* **INFORMATION PROVIDED**:
[Start of section]

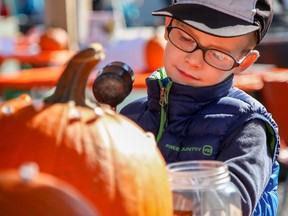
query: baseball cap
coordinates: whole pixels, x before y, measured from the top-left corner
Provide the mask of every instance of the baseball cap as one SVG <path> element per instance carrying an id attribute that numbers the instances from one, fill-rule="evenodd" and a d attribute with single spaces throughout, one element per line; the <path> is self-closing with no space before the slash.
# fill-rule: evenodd
<path id="1" fill-rule="evenodd" d="M 257 31 L 259 43 L 273 19 L 273 0 L 173 0 L 152 15 L 173 17 L 218 37 Z"/>

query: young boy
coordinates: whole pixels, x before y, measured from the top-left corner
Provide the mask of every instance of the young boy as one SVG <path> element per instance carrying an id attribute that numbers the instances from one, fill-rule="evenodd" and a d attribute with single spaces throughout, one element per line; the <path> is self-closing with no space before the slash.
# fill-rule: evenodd
<path id="1" fill-rule="evenodd" d="M 167 163 L 228 164 L 243 215 L 276 215 L 278 128 L 233 76 L 258 58 L 272 0 L 174 0 L 153 12 L 170 19 L 164 67 L 147 80 L 148 97 L 121 113 L 153 132 Z"/>

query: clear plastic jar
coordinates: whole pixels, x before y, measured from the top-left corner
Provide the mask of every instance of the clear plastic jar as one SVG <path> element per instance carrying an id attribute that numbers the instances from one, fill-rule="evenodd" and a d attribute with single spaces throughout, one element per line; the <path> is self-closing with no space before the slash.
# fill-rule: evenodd
<path id="1" fill-rule="evenodd" d="M 167 165 L 174 216 L 242 216 L 238 189 L 220 161 L 184 161 Z"/>

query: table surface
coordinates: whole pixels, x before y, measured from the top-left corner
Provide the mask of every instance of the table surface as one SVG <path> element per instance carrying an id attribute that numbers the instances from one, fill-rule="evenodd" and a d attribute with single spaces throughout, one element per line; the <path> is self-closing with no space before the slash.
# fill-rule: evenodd
<path id="1" fill-rule="evenodd" d="M 60 78 L 65 65 L 53 67 L 40 67 L 19 70 L 10 73 L 0 72 L 0 89 L 23 89 L 29 90 L 33 87 L 53 87 Z M 145 79 L 151 72 L 135 73 L 133 88 L 146 88 Z M 91 85 L 96 77 L 97 71 L 92 71 L 88 84 Z M 288 69 L 273 68 L 267 71 L 249 71 L 248 73 L 236 75 L 234 86 L 244 91 L 260 90 L 265 80 L 288 81 Z"/>
<path id="2" fill-rule="evenodd" d="M 45 50 L 30 54 L 19 51 L 10 55 L 0 55 L 0 63 L 6 59 L 16 59 L 21 64 L 30 64 L 33 66 L 61 66 L 75 55 L 75 53 L 76 52 L 72 50 Z"/>

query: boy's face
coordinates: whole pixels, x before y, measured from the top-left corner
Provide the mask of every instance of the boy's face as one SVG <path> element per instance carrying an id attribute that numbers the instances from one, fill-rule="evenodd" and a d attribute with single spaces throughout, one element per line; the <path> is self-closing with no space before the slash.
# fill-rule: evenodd
<path id="1" fill-rule="evenodd" d="M 201 32 L 177 20 L 173 20 L 171 26 L 178 28 L 169 33 L 170 39 L 173 37 L 174 43 L 178 47 L 182 46 L 182 49 L 190 49 L 187 47 L 193 48 L 193 46 L 196 45 L 193 40 L 194 38 L 198 46 L 204 49 L 213 49 L 212 52 L 206 51 L 205 61 L 201 49 L 187 53 L 173 45 L 169 40 L 166 29 L 165 39 L 167 40 L 167 44 L 164 52 L 165 70 L 174 82 L 183 85 L 194 87 L 216 85 L 232 73 L 241 72 L 241 67 L 235 67 L 228 71 L 223 70 L 225 67 L 227 69 L 227 65 L 229 68 L 229 65 L 234 64 L 233 59 L 236 61 L 241 60 L 256 44 L 255 33 L 233 38 L 220 38 Z M 182 34 L 181 30 L 184 30 L 193 38 L 189 35 L 187 36 L 185 32 Z M 183 44 L 179 44 L 182 42 Z M 216 50 L 216 52 L 214 52 L 214 50 Z M 210 65 L 207 62 L 209 62 Z M 215 68 L 212 65 L 221 67 L 223 70 Z"/>

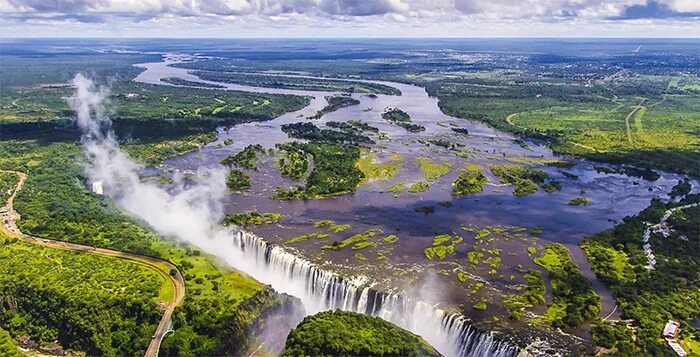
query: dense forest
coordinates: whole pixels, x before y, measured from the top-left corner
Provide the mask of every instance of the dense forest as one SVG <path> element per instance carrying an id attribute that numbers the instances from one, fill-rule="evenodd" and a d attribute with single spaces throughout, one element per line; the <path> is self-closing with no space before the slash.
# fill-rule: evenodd
<path id="1" fill-rule="evenodd" d="M 183 355 L 220 355 L 229 351 L 232 345 L 245 345 L 246 340 L 241 339 L 241 336 L 246 334 L 240 330 L 242 327 L 240 321 L 251 321 L 256 313 L 277 304 L 276 298 L 266 293 L 267 289 L 250 277 L 219 267 L 212 257 L 187 245 L 162 240 L 141 222 L 119 210 L 108 198 L 87 191 L 81 162 L 82 152 L 77 143 L 48 145 L 32 141 L 0 143 L 0 168 L 19 170 L 28 174 L 25 187 L 18 194 L 15 202 L 15 209 L 22 215 L 22 219 L 18 221 L 20 229 L 39 237 L 160 257 L 178 266 L 185 278 L 187 294 L 174 316 L 177 331 L 168 335 L 163 342 L 165 350 L 183 351 Z M 52 260 L 46 260 L 43 263 L 56 264 Z M 40 264 L 36 266 L 41 267 Z M 98 265 L 93 264 L 93 266 Z M 123 266 L 124 263 L 120 263 L 120 268 Z M 116 267 L 114 270 L 117 270 Z M 103 274 L 109 271 L 105 269 Z M 76 279 L 78 277 L 80 275 L 76 275 Z M 0 278 L 29 279 L 30 276 L 3 274 Z M 90 320 L 92 318 L 102 318 L 107 321 L 99 321 L 96 326 L 112 321 L 111 318 L 105 318 L 103 315 L 93 315 L 92 312 L 95 310 L 92 309 L 92 305 L 89 305 L 90 307 L 79 305 L 80 300 L 77 297 L 82 296 L 80 294 L 100 297 L 100 292 L 97 291 L 99 285 L 93 288 L 85 287 L 76 292 L 76 300 L 67 300 L 66 296 L 58 294 L 63 290 L 57 290 L 53 284 L 41 284 L 41 279 L 36 281 L 36 285 L 17 282 L 9 284 L 8 282 L 2 286 L 6 289 L 4 291 L 11 294 L 16 293 L 14 289 L 24 289 L 22 290 L 24 295 L 21 296 L 26 296 L 27 300 L 23 303 L 29 304 L 30 301 L 37 307 L 21 305 L 22 308 L 26 311 L 47 314 L 51 320 L 45 323 L 50 325 L 48 328 L 32 329 L 30 326 L 46 326 L 39 325 L 39 320 L 36 320 L 39 315 L 29 315 L 35 320 L 29 317 L 10 318 L 8 315 L 5 321 L 8 321 L 9 325 L 3 323 L 0 326 L 7 328 L 13 336 L 25 333 L 37 338 L 39 336 L 59 337 L 66 343 L 69 340 L 74 341 L 67 346 L 93 351 L 95 354 L 133 355 L 140 353 L 136 352 L 138 349 L 145 349 L 147 341 L 146 343 L 137 341 L 143 338 L 148 340 L 155 331 L 155 324 L 149 324 L 156 323 L 160 318 L 152 298 L 148 300 L 148 305 L 138 307 L 139 305 L 119 303 L 121 300 L 115 297 L 117 300 L 114 303 L 111 302 L 113 300 L 104 299 L 104 303 L 110 303 L 105 305 L 105 314 L 119 316 L 113 320 L 115 323 L 122 324 L 123 328 L 118 328 L 119 331 L 123 331 L 122 333 L 111 333 L 111 337 L 106 339 L 104 335 L 85 332 L 92 330 L 77 329 L 77 326 L 85 326 L 77 325 L 77 322 L 76 328 L 73 329 L 57 328 L 57 326 L 65 326 L 60 324 L 70 322 L 71 318 L 84 320 L 87 325 L 90 325 L 87 321 L 92 321 Z M 133 284 L 147 281 L 147 279 L 136 280 Z M 104 281 L 97 281 L 97 283 L 106 284 Z M 68 285 L 65 289 L 69 288 L 72 292 L 73 285 Z M 157 294 L 158 290 L 158 288 L 149 289 L 149 292 Z M 82 301 L 87 304 L 92 300 L 86 297 Z M 242 304 L 250 304 L 250 306 L 239 309 Z M 60 305 L 65 305 L 67 308 L 63 311 L 42 310 Z M 101 305 L 95 302 L 95 306 Z M 73 313 L 73 309 L 80 312 Z M 139 310 L 147 313 L 139 313 Z M 15 321 L 14 325 L 13 321 Z M 129 325 L 138 321 L 148 321 L 148 323 L 142 324 L 142 327 Z M 211 326 L 218 326 L 224 330 L 214 330 L 210 328 Z M 100 331 L 110 331 L 110 328 L 105 327 Z M 73 335 L 66 334 L 76 334 L 75 339 L 70 337 Z M 118 343 L 122 340 L 134 342 L 123 343 L 123 345 Z"/>
<path id="2" fill-rule="evenodd" d="M 143 354 L 163 285 L 136 263 L 0 236 L 0 327 L 12 336 L 90 355 Z"/>
<path id="3" fill-rule="evenodd" d="M 591 282 L 581 275 L 564 245 L 548 244 L 534 260 L 549 273 L 554 298 L 545 313 L 549 323 L 559 328 L 576 327 L 598 316 L 600 296 Z"/>
<path id="4" fill-rule="evenodd" d="M 419 336 L 378 317 L 325 311 L 304 318 L 283 356 L 439 356 Z"/>
<path id="5" fill-rule="evenodd" d="M 0 328 L 0 356 L 5 357 L 22 357 L 24 354 L 19 352 L 15 341 L 12 340 L 7 331 Z"/>
<path id="6" fill-rule="evenodd" d="M 681 340 L 700 338 L 700 329 L 689 324 L 700 315 L 700 207 L 673 213 L 668 237 L 651 235 L 654 269 L 645 268 L 642 247 L 646 222 L 658 223 L 669 208 L 696 202 L 698 194 L 680 202 L 654 199 L 638 215 L 581 243 L 593 271 L 615 294 L 623 318 L 639 326 L 630 330 L 624 323 L 599 323 L 593 330 L 599 345 L 615 347 L 620 356 L 669 355 L 671 350 L 660 338 L 669 319 L 681 323 Z"/>

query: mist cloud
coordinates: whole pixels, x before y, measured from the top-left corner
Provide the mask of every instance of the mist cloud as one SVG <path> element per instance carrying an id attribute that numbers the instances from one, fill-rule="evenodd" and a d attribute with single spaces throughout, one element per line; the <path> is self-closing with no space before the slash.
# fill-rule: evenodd
<path id="1" fill-rule="evenodd" d="M 697 17 L 700 2 L 694 0 L 0 0 L 0 13 L 27 18 L 102 16 L 134 21 L 175 17 L 373 16 L 440 14 L 459 12 L 502 18 L 555 19 Z M 630 15 L 631 14 L 631 15 Z"/>
<path id="2" fill-rule="evenodd" d="M 119 206 L 166 237 L 200 245 L 200 241 L 225 234 L 217 228 L 226 194 L 225 170 L 201 169 L 196 184 L 188 184 L 176 175 L 171 190 L 142 182 L 142 166 L 119 148 L 105 115 L 108 90 L 80 74 L 72 83 L 76 92 L 69 104 L 82 131 L 90 181 L 101 182 L 104 192 Z"/>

[End of section]

Pull every line containing "query" from the entries above and copy it.

* **OUTPUT OF THE EXERCISE**:
query: baseball cap
query: young boy
query: clear plastic jar
query: table surface
query: boy's face
query: dense forest
query: mist cloud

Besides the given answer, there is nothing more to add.